__Supplied passage__:
CHRISTINE ROMANS, CNN ANCHOR: Hi. Welcome back to Early Start. I'm Christine Romans.
MIGUEL MARQUEZ, CNN ANCHOR: And I'm Miguel Marquez. It is 31 minutes past the hour. We welcome all our viewers here in the U.S. and around the world.
Breaking news at this hour, a deadly category three hurricane now lashing Florida's coastline. Hurricane Matthew may very soon slam ashore somewhere along Florida's Atlantic Coast. Or maybe just as bad it may skirt along it, feeding off the ocean's energy before maybe making landfall in the north.
Right now at least 11 million people are under hurricane warnings and more than 210,000 homes and businesses are without power. The storm is blasting the coast with sustained winds of up to 120 miles per hour with pounding surf.
Ten inches or more of rainfall and a storm surge up to 11 feet. Enormous. There's the potential for devastating flooding. Billions of dollars in damage and of course, loss of life.
ROMANS: We have a whole team of reporters ready to bring you the very latest on conditions up and down the Florida coast here.
Let's begin in Palm Bay, Florida. That's where CNN's Michael Holmes joins us this morning. And, Michael, you are being lashed by wind and rain there. What are you seeing?
MICHAEL HOLMES, CNN CORRESPONDENT: Yes, wind and rain. I will tell you, Christine. You know, they said that the worst of this would be between probably 4 and 7 a.m., it's 3.30 a.m. And I can tell you the last couple of hours it has really picked up here.
You know, the emergency services just a couple of hours ago said we are not going out anymore. If you have got yourself into trouble you're on your own until this abates.
We've also seen massive amount of power outages. We've seen transformers blowing all around us here and a lot of the power around here is out.
From this shot, you know, we have had to move. It's gotten so bad we had to move and shelter ourselves. We sort of got ourselves in between a couple of walls and a car. And you may not be able to see how bad the rain is, but I am going to challenge our cameraman to pan around and give you just a look and you can see how the rain is whipping down.
It is absolutely torrential. And the wind that's going with it is -- well, it can be terrifying at times when the gusts come in. But that sort of angle there with the light we got set up really gives you an idea of the volume of rain that's been coming down.
And the thing is, as said, over the next couple of hours it's going to get worse. You mentioned, you and Miguel mentioned the storm surge. Well, of course in this part of the country you got the barrier islands out there. And they are going to taking the brunt of what could be a 10, 11, 12 foot storm surge, which is going to be a real problem for those houses out there.
I covered Hurricane Sandy up in New Jersey in 2012 and saw the damage that was done to the houses on the coast there by what was a tropical storm when it went over the coast. We are talking a hurricane here, of course.
What, you know, in the hours ahead we'll just see what sort of damage has been done. The National Weather Service for this area made a dire prediction and said it could be catastrophic. Said there could be areas that could be inhabitable for weeks or even months. Back to you.
[03:35:09] MARQUEZ: Michael, you have been out there for several hours. It's always bizarre to cover this situation, these storms because they do sort of creep up on you and the gusts start and then the sustained winds.
How have the conditions deteriorated over the time that you've been out there?
HOLMES: Yes, fairly steadily, Miguel. I mean, you know what this is like, too. They do sort of slowly build. It's been in the last, I'm going to say hour and a half possibly that it's really come on.

__To do__:
(a) Summarize the hurricane broadcast transcript in two sentences.
(b) Name every person identified by name in the hurricane broadcast transcript.
(c) According to the hurricane broadcast transcript, why would anyone in Palm Bay who gets into trouble be on their own?

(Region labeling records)
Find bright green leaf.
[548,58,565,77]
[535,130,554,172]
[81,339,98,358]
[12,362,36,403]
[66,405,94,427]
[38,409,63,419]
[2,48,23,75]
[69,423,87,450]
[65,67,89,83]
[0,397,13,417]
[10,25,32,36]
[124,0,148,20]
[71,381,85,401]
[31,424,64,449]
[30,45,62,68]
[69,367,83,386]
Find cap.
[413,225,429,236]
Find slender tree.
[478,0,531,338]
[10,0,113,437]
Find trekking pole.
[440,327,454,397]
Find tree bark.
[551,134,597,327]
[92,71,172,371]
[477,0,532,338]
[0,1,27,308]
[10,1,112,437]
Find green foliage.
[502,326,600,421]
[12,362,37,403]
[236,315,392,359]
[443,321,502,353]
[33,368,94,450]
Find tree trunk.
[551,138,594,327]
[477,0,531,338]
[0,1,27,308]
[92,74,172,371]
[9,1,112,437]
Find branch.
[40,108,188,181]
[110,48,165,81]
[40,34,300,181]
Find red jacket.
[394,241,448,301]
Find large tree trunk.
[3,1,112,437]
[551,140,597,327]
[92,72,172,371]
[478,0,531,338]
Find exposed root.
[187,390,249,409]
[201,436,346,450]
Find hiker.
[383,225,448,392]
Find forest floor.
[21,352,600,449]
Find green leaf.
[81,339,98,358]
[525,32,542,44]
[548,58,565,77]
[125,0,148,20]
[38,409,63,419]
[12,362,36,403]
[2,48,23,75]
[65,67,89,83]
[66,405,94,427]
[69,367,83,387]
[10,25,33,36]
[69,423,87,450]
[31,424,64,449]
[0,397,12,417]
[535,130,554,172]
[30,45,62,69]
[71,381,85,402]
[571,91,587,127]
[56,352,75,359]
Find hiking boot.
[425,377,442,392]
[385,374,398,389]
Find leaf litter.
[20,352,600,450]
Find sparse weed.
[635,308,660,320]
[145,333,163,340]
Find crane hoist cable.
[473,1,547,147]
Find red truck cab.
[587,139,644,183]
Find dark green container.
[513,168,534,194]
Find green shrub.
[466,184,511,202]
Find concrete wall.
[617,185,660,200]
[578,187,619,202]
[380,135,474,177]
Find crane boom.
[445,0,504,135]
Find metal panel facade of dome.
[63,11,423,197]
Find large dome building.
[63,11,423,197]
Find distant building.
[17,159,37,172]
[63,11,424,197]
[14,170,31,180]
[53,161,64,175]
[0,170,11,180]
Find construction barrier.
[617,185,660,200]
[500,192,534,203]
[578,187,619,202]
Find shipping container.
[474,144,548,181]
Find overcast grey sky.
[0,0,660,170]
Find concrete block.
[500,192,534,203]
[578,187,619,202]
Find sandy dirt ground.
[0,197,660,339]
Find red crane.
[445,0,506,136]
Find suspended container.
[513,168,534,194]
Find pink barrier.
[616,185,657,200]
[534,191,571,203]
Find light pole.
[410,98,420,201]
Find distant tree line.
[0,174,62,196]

__Results of the tasks__:
(a) Hurricane Matthew, a category three storm with sustained winds of up to 120 miles per hour, is lashing Florida's Atlantic coast, with at least 11 million people under hurricane warnings and more than 210,000 homes and businesses without power. Reporting from Palm Bay, correspondent Michael Holmes describes torrential rain, blowing transformers and emergency services that have stopped going out, and he warns that conditions will worsen and the barrier islands could take a storm surge of 10 to 12 feet.

(b) Christine Romans, Miguel Marquez, Michael Holmes

(c) A couple of hours earlier, emergency services said they were no longer going out. People in trouble would have to manage alone until the storm abates.